──────── Records for the task

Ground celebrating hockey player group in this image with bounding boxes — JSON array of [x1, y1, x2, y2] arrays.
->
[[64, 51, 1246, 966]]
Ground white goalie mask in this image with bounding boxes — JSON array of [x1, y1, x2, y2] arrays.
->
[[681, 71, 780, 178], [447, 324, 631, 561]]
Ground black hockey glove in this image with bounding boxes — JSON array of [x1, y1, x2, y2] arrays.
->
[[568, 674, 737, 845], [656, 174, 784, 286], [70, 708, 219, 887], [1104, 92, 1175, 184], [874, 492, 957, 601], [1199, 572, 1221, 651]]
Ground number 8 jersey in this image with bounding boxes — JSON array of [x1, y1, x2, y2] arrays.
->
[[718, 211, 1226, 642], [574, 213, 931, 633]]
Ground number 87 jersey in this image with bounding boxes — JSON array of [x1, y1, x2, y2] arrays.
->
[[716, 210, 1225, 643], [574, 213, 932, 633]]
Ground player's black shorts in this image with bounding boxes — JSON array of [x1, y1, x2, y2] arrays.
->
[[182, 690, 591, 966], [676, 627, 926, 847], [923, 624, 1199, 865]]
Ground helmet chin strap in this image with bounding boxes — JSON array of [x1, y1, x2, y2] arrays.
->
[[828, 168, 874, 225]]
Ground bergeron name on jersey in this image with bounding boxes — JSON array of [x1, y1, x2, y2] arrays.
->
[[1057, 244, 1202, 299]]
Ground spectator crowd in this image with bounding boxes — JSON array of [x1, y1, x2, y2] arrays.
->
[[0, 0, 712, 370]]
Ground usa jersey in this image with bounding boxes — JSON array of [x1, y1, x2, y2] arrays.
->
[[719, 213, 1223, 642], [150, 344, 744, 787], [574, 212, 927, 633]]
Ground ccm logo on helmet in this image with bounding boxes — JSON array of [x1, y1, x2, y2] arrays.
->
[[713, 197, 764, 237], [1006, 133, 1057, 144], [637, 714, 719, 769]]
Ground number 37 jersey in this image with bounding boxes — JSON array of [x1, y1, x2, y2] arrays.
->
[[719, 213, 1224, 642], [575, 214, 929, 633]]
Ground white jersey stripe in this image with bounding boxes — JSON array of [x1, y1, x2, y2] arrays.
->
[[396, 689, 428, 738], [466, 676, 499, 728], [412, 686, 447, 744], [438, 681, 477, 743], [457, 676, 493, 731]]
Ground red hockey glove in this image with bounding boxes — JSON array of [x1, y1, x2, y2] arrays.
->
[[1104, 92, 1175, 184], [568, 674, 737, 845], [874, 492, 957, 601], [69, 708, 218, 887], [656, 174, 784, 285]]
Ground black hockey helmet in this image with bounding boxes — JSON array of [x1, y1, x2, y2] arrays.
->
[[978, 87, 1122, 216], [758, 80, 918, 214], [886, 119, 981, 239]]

────────────────

-- Instructions to follow --
With the line containing "Ground black hockey helmet" as the first, output each line through the final line of the entries above, exactly.

-- Result --
Ground black hockey helmet in this image with bounding boxes — JSON array of [x1, y1, x2, y2] arrays.
->
[[978, 87, 1122, 216], [758, 80, 918, 214], [886, 119, 981, 239]]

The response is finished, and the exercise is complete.